Приходилось читать, что в рассказах Лаврентьевой «не найдешь сложных положений, но в них есть сочувствие к человеку. Она рассказывает о жизни маленьких людей с их трудом, заботами, скромной любовью…»
Наташа лишь сочувствует, а не борется? Она – певец «скромной любви»? А что это такое? А бывает «скромная ненависть»?.. Я стал читать рассказы, и чуть ли не в каждом слышна тема любви, звучат горячие слова признаний, герои говорят о том, что им всего дороже на свете, чем они живы.
«Он обхватил ее плечи.
Умница моя, – шепчет он в темноту. – Я хочу, чтобы у тебя было возможно больше радости в жизни. Все одолеем. Мы затем и жить остались». Это говорит молодой парень, недавно вернувшийся с войны, своей жене, актрисе. Лихолетье войны заставило ее отказаться от сцены, и она разуверилась было в своем призвании, сникла душой. Но вот сегодня на даче у друзей вспомнила старое, прочитала по их просьбе монолог из пьесы и, ощутив восхищение слушателей, поддержку, воспряла, возвратилась к своему таланту. Рассказ так и назван – «Возвращение».
-.-.-
ЗАДАНИЯ ->
a – Напечатайте дословно ту часть отрывка о рассказах Лаврентьевой, которая открывается словами «Наташа лишь сочувствует, а» и завершается словами «обхватил ее плечи.».
b – Как называется рассказ, в котором молодой парень, вернувшийся с войны, говорит с женой-актрисой?
c – Подхватите рассуждение о рассказах Лаврентьевой и продолжите его после последнего предложения.

ЗАПИСИ ->
-.-.-
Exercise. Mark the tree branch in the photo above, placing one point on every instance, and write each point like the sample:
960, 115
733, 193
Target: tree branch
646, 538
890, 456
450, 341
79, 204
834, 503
-.-.-
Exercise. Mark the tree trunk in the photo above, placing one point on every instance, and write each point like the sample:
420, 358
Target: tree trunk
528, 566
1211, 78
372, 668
-.-.-
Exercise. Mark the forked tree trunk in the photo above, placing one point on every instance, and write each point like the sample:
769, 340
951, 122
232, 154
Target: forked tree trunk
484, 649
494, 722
-.-.-
ОТВЕТЫ ->
a –
Наташа лишь сочувствует, а не борется? Она – певец «скромной любви»? А что это такое? А бывает «скромная ненависть»?.. Я стал читать рассказы, и чуть ли не в каждом слышна тема любви, звучат горячие слова признаний, герои говорят о том, что им всего дороже на свете, чем они живы.
«Он обхватил ее плечи.

b – «Возвращение».

c –
«– Тебе не холодно? Возьми пиджак. Слышишь, осина дрожит? Мелко-мелко.
– И осину, и ветер, и звезды – все, все люблю! И тебя люблю. Между прочим, тоже. Пиджак не снимай, мне не холодно.
Всю обратную дорогу они молча простояли у раскрытой двери. Электричка. Как межпланетный корабль, неслась во тьму, и влажный ветер, похожий на морской, бил в лицо».
Нет, это писала рука не проповедника «скромных чувств». Они не любят, когда ветер в лицо, особенно влажный, привольный, морской. В их голове не родится сравнение электрички с грядущим космическим кораблем.
Образы движения, полета, ветра, реки, как любимые символы великой душевной неуспокоенности переходят из одного лаврентьевского рассказа в другой.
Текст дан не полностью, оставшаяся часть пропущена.